Liebe Leserin, lieber Leser,

Zeit ist Geld. Dieser Satz gilt vor allem in der Wirtschaft. Zeitersparnisse auf Handelsrouten sind von besonderem Interesse. Deswegen war es ein historisches Ereignis, als am 11. September 2013 der Frachter Yong Sheng im Hafen von Rotterdam in den Niederlanden anlegte. Yong Sheng war das erste Containerschiff, das über die zeitweise eisfreie Nordwestpassage von China nach Europa gefahren war.

Normalerweise umschiffen Frachter auf dem Weg von Asien nach Europa erst Indien, dann die Arabische Halbinsel, um schließlich durch den Suezkanal ins Mittelmeer zu gelangen. 48 Tage brauchen sie für die mehr als 21.000 Kilometer lange Route. Der Weg durch die arktische See spart dagegen mehr als 5.000 Kilometer und fast zwei Wochen Zeit ein.

Vor etwa zehn Jahren war die Nordost- beziehungsweise Nordwestpassage in der arktischen See das erste Mal eisfrei und schiffbar. Für die Wirtschaft offenbarten sich dadurch Chancen: neue Handelswege und neue Ressourcen. Doch für den Klima- und Umweltschutz und für indigene Völker ist es eine Katastrophe, dass das Eis am Nordpol schmilzt.

Gespeicherte Dateneinträge:
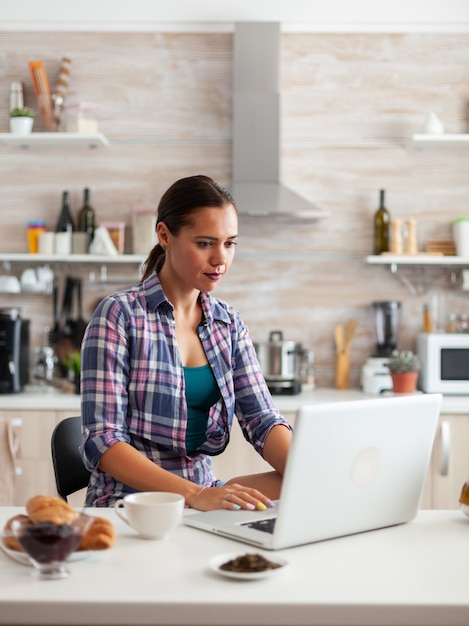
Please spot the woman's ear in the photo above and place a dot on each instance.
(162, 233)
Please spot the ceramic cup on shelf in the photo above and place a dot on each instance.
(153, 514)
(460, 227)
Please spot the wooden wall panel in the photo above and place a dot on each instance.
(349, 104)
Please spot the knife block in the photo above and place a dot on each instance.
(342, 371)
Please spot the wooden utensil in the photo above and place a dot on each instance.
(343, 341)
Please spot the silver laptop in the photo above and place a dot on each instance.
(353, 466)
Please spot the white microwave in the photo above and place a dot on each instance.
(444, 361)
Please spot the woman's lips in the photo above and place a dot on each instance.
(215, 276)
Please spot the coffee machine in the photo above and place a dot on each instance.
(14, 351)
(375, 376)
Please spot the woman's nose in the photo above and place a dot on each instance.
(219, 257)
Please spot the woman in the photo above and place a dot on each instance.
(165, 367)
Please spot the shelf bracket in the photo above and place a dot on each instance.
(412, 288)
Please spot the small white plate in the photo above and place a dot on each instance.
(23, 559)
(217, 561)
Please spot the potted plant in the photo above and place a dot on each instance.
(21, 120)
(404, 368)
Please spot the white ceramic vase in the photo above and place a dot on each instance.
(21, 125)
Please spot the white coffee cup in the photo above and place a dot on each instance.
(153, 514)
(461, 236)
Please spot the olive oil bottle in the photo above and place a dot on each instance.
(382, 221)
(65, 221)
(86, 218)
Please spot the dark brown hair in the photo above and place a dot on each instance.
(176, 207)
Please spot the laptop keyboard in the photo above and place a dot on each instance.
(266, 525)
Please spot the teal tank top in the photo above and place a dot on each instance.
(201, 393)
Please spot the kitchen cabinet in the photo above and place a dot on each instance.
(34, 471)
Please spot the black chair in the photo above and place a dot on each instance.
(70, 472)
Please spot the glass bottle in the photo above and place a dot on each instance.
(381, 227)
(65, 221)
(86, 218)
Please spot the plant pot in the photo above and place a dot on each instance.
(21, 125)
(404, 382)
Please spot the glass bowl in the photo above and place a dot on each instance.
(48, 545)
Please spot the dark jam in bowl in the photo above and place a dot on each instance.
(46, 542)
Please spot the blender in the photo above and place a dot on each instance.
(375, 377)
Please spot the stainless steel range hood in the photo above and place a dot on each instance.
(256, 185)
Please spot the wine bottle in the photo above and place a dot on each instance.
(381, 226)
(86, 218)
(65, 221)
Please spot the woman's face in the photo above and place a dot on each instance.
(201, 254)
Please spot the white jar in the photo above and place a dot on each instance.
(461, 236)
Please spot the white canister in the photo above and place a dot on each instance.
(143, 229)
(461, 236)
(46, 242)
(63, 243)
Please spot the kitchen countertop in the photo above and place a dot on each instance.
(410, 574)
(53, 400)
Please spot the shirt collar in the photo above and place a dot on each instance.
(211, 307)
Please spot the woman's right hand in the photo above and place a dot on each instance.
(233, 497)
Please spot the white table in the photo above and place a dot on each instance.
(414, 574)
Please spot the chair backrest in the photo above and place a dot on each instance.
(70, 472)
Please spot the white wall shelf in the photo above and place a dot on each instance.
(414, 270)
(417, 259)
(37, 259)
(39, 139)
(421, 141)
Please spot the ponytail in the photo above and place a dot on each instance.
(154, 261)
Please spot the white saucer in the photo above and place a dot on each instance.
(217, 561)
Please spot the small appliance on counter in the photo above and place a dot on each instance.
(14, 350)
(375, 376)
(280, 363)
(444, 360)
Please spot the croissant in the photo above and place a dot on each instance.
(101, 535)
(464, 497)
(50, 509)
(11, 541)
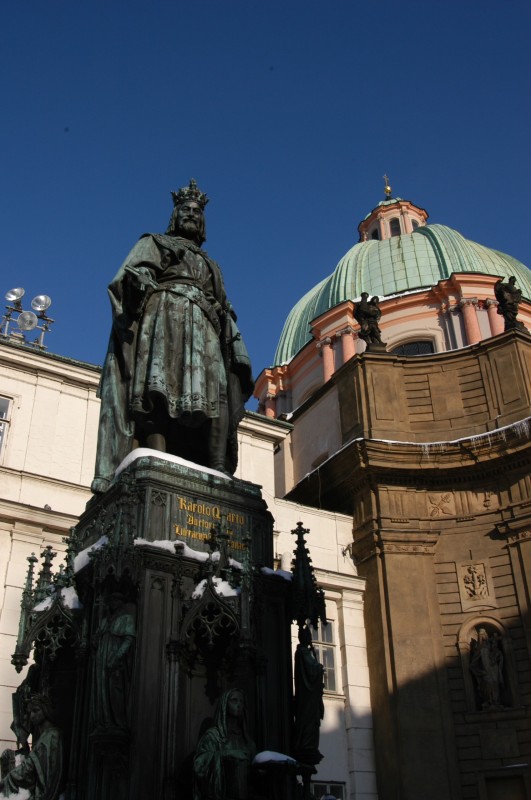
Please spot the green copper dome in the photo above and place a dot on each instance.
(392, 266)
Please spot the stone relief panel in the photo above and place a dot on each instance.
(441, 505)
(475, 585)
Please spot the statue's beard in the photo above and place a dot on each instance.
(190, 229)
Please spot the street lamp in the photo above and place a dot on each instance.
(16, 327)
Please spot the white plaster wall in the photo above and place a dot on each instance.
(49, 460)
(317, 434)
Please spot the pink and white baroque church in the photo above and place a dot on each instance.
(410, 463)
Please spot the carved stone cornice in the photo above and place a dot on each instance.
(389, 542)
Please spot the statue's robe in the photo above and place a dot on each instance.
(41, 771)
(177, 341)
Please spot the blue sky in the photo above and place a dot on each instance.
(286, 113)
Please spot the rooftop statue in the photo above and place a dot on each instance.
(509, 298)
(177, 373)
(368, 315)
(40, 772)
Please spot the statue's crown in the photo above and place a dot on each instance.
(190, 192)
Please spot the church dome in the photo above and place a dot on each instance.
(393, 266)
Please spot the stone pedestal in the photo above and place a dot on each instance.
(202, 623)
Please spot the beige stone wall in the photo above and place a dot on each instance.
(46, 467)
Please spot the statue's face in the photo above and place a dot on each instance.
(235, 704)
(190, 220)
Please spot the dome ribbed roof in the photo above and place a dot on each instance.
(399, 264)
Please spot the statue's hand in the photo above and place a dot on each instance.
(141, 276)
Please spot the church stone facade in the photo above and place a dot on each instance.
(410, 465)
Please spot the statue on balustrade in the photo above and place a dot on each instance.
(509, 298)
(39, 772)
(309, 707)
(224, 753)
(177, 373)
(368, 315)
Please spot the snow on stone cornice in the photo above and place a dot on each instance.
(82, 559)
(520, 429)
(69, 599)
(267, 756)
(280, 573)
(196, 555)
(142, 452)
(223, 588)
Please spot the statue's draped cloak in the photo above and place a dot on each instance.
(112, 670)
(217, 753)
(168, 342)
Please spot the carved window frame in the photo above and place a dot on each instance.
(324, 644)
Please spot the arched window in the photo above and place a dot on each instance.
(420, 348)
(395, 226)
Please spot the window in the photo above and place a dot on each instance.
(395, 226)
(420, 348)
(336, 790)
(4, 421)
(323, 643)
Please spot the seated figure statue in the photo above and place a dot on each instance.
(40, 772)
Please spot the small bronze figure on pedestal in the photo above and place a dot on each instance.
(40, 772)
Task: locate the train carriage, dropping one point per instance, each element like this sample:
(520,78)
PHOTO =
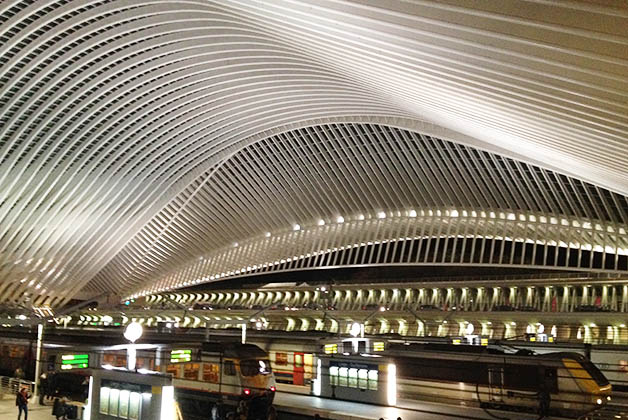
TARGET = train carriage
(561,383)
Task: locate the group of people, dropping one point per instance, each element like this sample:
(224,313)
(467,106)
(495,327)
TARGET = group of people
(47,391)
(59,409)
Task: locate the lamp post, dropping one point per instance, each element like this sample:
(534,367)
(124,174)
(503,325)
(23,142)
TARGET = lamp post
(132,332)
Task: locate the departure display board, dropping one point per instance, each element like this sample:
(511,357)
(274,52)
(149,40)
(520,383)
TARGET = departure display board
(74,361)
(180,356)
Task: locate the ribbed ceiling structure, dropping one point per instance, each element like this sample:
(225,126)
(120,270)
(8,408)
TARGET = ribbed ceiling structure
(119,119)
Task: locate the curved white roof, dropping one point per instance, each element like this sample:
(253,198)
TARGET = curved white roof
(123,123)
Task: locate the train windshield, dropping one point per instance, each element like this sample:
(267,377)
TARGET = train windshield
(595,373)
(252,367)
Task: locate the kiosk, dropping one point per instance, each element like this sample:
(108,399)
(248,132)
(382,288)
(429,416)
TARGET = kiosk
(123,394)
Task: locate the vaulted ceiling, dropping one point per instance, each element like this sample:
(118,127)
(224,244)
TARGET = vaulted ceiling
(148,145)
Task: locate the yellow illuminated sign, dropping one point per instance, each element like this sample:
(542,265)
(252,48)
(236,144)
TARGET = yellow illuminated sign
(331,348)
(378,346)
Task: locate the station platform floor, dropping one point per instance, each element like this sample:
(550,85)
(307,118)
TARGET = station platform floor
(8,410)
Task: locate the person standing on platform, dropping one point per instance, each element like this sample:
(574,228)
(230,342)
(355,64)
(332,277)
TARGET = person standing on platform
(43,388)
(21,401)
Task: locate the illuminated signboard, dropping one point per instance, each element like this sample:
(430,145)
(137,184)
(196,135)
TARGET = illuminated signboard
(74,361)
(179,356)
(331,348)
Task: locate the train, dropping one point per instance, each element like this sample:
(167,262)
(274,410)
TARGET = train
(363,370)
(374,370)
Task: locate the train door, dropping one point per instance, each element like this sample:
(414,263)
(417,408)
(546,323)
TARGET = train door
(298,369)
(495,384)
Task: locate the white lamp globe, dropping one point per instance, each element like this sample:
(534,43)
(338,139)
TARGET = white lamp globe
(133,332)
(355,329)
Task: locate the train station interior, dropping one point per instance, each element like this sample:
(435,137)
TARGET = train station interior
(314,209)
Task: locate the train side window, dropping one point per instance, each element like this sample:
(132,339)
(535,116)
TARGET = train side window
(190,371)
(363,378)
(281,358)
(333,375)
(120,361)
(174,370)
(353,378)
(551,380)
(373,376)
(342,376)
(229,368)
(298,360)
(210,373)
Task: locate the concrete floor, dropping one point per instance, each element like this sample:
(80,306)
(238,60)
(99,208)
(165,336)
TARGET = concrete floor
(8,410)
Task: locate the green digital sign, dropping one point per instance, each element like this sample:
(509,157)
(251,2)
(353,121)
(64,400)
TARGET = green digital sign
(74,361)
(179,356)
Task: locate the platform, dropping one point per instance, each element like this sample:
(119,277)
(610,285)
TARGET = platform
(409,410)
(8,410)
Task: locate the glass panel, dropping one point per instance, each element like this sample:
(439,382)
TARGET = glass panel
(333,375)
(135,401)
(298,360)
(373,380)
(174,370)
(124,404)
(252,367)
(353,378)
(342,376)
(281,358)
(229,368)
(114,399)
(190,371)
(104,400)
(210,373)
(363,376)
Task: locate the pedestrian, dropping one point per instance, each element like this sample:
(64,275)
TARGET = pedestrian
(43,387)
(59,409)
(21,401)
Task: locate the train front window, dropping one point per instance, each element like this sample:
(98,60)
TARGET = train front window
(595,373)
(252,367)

- _AUFGABENSTELLUNG_: Schreib bitte den Abschnitt des Textes über die arktischen Handelswege zwischen „Vor etwa zehn“ und „am Nordpol schmilzt.“, beide eingeschlossen, ab und ändere darin „Chancen“ in „Möglichkeiten“.

- _ERGEBNIS_:
Vor etwa zehn Jahren war die Nordost- beziehungsweise Nordwestpassage in der arktischen See das erste Mal eisfrei und schiffbar. Für die Wirtschaft offenbarten sich dadurch Möglichkeiten: neue Handelswege und neue Ressourcen. Doch für den Klima- und Umweltschutz und für indigene Völker ist es eine Katastrophe, dass das Eis am Nordpol schmilzt.